» **Provided records**:
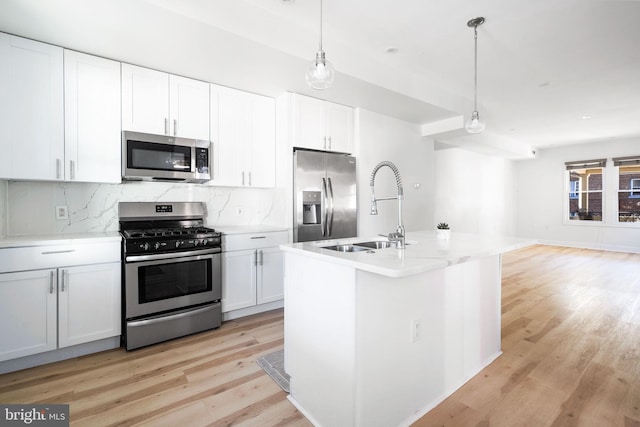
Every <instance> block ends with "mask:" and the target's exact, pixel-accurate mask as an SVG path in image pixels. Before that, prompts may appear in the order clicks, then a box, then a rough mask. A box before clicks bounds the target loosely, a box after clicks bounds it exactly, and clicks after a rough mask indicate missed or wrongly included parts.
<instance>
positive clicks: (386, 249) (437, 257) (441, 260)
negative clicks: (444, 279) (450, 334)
mask: <svg viewBox="0 0 640 427" xmlns="http://www.w3.org/2000/svg"><path fill="white" fill-rule="evenodd" d="M372 240H386V239H385V238H383V237H372V238H366V237H357V238H350V239H340V240H327V241H323V242H305V243H291V244H286V245H281V246H280V248H281V249H282V250H283V251H285V252H292V253H297V254H302V255H306V256H309V257H313V258H318V259H322V260H324V261H329V262H334V263H336V264H340V265H345V266H349V267H353V268H356V269H359V270H363V271H368V272H371V273H376V274H381V275H384V276H389V277H406V276H411V275H414V274H419V273H423V272H425V271H430V270H436V269H439V268H444V267H447V266H450V265H454V264H459V263H463V262H467V261H471V260H473V259H477V258H482V257H486V256H491V255H497V254H501V253H504V252H509V251H512V250H515V249H519V248H523V247H526V246H530V245H533V244H535V243H536V241H535V240H532V239H522V238H515V237H504V236H483V235H477V234H467V233H456V232H452V233H451V238H450V239H449V240H438V239H436V232H435V231H416V232H408V233H407V240H406V241H407V246H406V249H396V248H395V247H391V248H386V249H375V250H369V251H362V252H338V251H333V250H330V249H323V247H326V246H331V245H335V244H345V243H354V242H367V241H372Z"/></svg>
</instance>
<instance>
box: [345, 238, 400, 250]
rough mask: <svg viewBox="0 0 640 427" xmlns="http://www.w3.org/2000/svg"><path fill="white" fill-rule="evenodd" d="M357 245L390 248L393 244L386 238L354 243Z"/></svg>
mask: <svg viewBox="0 0 640 427" xmlns="http://www.w3.org/2000/svg"><path fill="white" fill-rule="evenodd" d="M354 245H356V246H363V247H365V248H369V249H384V248H390V247H391V246H392V245H393V244H392V243H391V242H387V241H385V240H374V241H372V242H362V243H354Z"/></svg>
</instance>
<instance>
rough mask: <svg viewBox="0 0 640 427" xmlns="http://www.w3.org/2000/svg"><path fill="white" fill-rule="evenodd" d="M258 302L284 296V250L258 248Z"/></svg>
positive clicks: (282, 298) (269, 248) (266, 248)
mask: <svg viewBox="0 0 640 427" xmlns="http://www.w3.org/2000/svg"><path fill="white" fill-rule="evenodd" d="M258 260H259V264H260V265H259V267H260V268H259V269H258V272H257V273H258V289H257V303H258V304H263V303H267V302H272V301H278V300H281V299H283V298H284V279H283V277H284V269H283V257H282V251H281V250H280V249H279V248H277V247H275V248H266V249H258Z"/></svg>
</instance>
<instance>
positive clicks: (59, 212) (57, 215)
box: [56, 205, 69, 219]
mask: <svg viewBox="0 0 640 427" xmlns="http://www.w3.org/2000/svg"><path fill="white" fill-rule="evenodd" d="M56 219H69V208H68V207H67V205H59V206H56Z"/></svg>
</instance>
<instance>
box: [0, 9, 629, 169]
mask: <svg viewBox="0 0 640 427" xmlns="http://www.w3.org/2000/svg"><path fill="white" fill-rule="evenodd" d="M0 6H1V7H2V8H3V9H4V10H3V13H0V31H7V32H12V33H14V34H18V35H23V36H26V37H32V38H36V39H40V40H43V41H47V42H50V43H58V44H60V45H62V46H65V47H70V48H77V49H79V50H84V51H87V52H90V53H91V52H92V50H93V46H96V48H95V51H96V53H98V54H101V55H104V56H110V55H111V57H113V58H115V59H119V60H126V61H130V62H134V63H139V64H140V65H146V66H154V65H157V67H158V68H161V69H162V68H167V65H166V64H161V62H160V61H159V60H158V62H157V63H154V57H153V56H152V53H150V52H149V50H150V49H149V46H152V44H149V43H150V42H147V44H146V45H145V43H144V40H143V39H142V38H141V39H140V40H131V38H130V37H124V36H123V37H121V38H118V37H114V34H115V33H114V32H116V31H119V32H121V33H122V34H123V35H127V31H129V34H133V33H131V31H132V29H131V28H129V27H131V24H132V23H135V25H136V31H137V32H136V33H135V34H145V29H148V30H149V32H148V33H146V34H147V35H148V36H149V37H153V35H154V34H155V37H156V38H159V39H161V38H162V37H164V35H165V34H167V39H166V40H165V41H164V43H170V41H169V37H171V36H172V34H171V32H172V31H182V32H184V31H185V28H187V27H189V28H193V30H192V32H193V34H199V35H201V37H200V38H199V40H198V43H201V44H202V46H200V47H199V48H198V50H197V51H198V52H203V51H207V50H209V51H211V52H216V55H217V59H218V60H219V63H218V64H217V67H218V71H219V72H220V73H221V74H219V75H218V76H216V77H215V78H216V80H213V81H215V82H219V83H221V84H228V85H230V86H236V87H239V88H242V89H246V90H252V91H255V92H260V93H265V94H270V95H277V94H278V93H281V92H282V91H285V90H291V91H296V92H302V93H307V94H310V95H313V96H318V97H321V98H325V99H329V100H333V101H337V102H343V103H347V104H351V105H355V106H362V107H364V108H367V109H370V110H373V111H378V112H381V113H384V114H388V115H392V116H395V117H399V118H402V119H404V120H408V121H412V122H415V123H420V124H429V123H431V124H432V125H433V123H434V122H437V121H439V120H442V119H446V118H456V117H458V118H459V119H460V118H461V117H460V116H464V119H466V118H468V116H469V115H470V114H471V111H472V110H473V29H471V28H469V27H467V25H466V23H467V21H468V20H469V19H471V18H474V17H476V16H483V17H485V19H486V22H485V24H484V25H482V26H481V27H479V28H478V69H479V89H478V104H479V105H478V107H479V108H478V109H479V111H480V115H481V117H482V118H483V119H484V120H485V121H486V122H487V130H486V131H485V132H484V133H483V134H482V135H466V134H465V133H464V132H460V131H452V132H436V133H435V137H436V139H437V140H438V141H440V142H444V143H445V144H451V145H458V146H466V147H474V146H480V147H481V146H485V147H486V146H493V147H494V148H495V147H498V151H500V150H502V151H503V152H511V153H523V152H525V153H526V152H528V151H527V150H529V149H530V148H531V147H537V148H544V147H550V146H557V145H566V144H572V143H579V142H587V141H589V142H590V141H603V143H606V141H607V140H610V139H614V138H626V137H633V136H640V25H638V21H640V1H638V0H626V1H625V0H482V1H478V0H394V1H391V0H324V19H323V22H324V39H323V47H324V50H325V51H326V53H327V58H328V59H329V60H330V61H332V62H333V64H334V65H335V67H336V69H337V71H338V75H337V78H336V84H335V86H334V87H333V88H331V89H329V90H327V91H323V92H316V91H313V90H311V89H308V88H306V86H305V85H304V78H303V74H304V67H305V64H306V63H307V62H308V61H311V59H313V58H314V56H315V51H316V50H317V48H318V41H319V9H320V0H295V1H292V0H289V1H283V0H92V1H91V2H86V0H84V1H83V0H57V1H56V2H43V1H41V0H0ZM93 15H95V16H93ZM159 22H162V23H163V24H164V25H166V24H167V23H172V22H176V26H175V28H174V27H173V26H172V25H166V28H157V27H158V26H159V25H158V23H159ZM150 27H156V28H154V30H153V31H151V29H150ZM173 35H174V36H179V35H180V34H179V33H176V34H173ZM174 38H175V37H174ZM124 39H127V43H123V40H124ZM192 41H193V40H192ZM180 42H182V43H183V42H184V40H180ZM176 43H177V42H176ZM216 43H217V44H218V46H214V45H215V44H216ZM207 44H208V45H207ZM256 47H257V48H256ZM388 47H396V48H398V52H397V53H395V54H388V53H386V52H385V50H386V48H388ZM136 48H137V49H138V50H136ZM250 50H253V51H256V52H257V51H260V52H261V53H255V52H254V53H252V54H246V53H243V52H247V51H250ZM125 52H126V53H125ZM192 52H193V49H192V50H189V49H185V53H184V54H183V58H181V60H182V62H183V63H184V64H178V63H176V61H175V60H173V62H172V63H171V65H170V66H171V67H173V69H167V71H170V72H181V71H182V70H183V69H186V68H183V69H181V68H180V66H181V65H183V66H184V67H187V65H186V63H189V62H190V59H189V58H188V57H187V56H186V55H187V53H189V54H191V53H192ZM179 54H180V52H178V53H176V55H179ZM225 55H226V56H225ZM243 55H244V56H243ZM258 57H259V58H260V61H261V63H259V64H255V62H256V61H255V58H258ZM265 58H266V59H265ZM207 60H208V59H207ZM202 61H205V60H202ZM265 62H266V63H265ZM200 65H201V67H200V68H204V67H202V64H200ZM205 65H209V64H208V63H207V64H205ZM222 68H226V70H227V71H226V74H224V73H222V71H220V70H221V69H222ZM249 68H254V70H253V72H251V71H252V70H250V69H249ZM191 69H192V70H193V72H188V71H182V72H183V73H185V74H187V75H191V76H192V77H196V78H203V79H205V78H208V77H209V76H207V75H205V73H204V72H202V73H201V75H199V74H198V73H199V71H198V70H197V69H196V68H195V67H192V68H191ZM265 70H266V71H265ZM587 115H588V116H591V118H589V119H583V116H587ZM458 122H459V123H461V122H462V120H458V121H456V123H458ZM436 125H437V123H436ZM427 127H428V126H425V128H427ZM454 127H455V126H454ZM458 127H459V126H458ZM505 147H506V148H505ZM480 151H481V150H480ZM516 157H517V156H516Z"/></svg>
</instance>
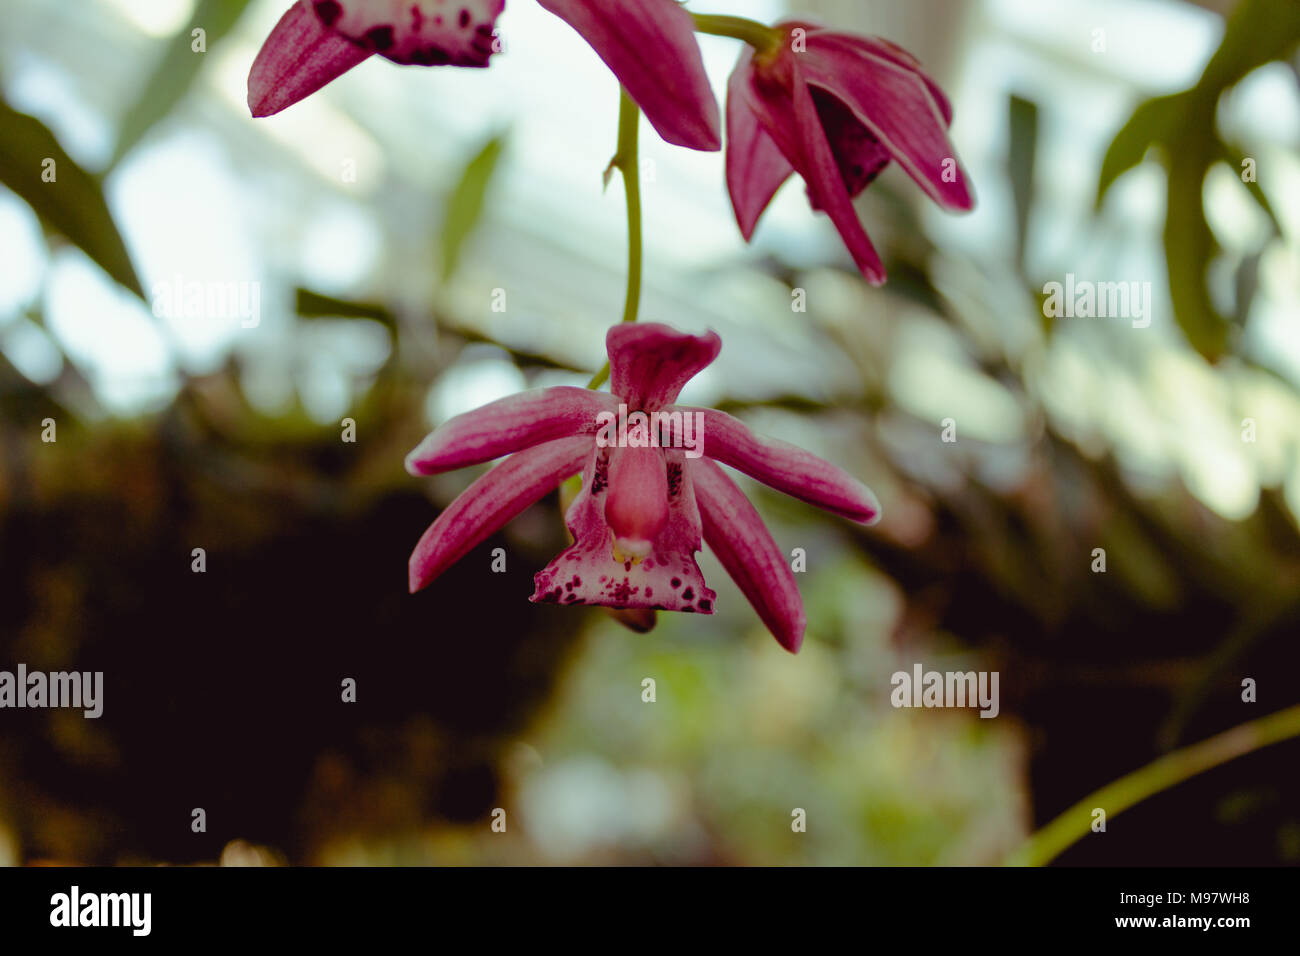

» **Exercise instructions**:
Give back exactly the lines from the opening of the listing through the line holding "positive clicks: (386, 249)", both ends included, with every picture omitted.

» **Written reply**:
Every <instance> block ends with "mask:" and the target's exact, pixel-accurate mask as an SVG path in image pixels. Before that, prompts may appear in the order clicks, then a box, then a rough mask. A box before clicks bounds the target loosely, a box after clicks bounds it exactly, and clicks after a rough mask indicate missed or wrongly included parts.
<instance>
positive clicks: (386, 249) (437, 257) (441, 260)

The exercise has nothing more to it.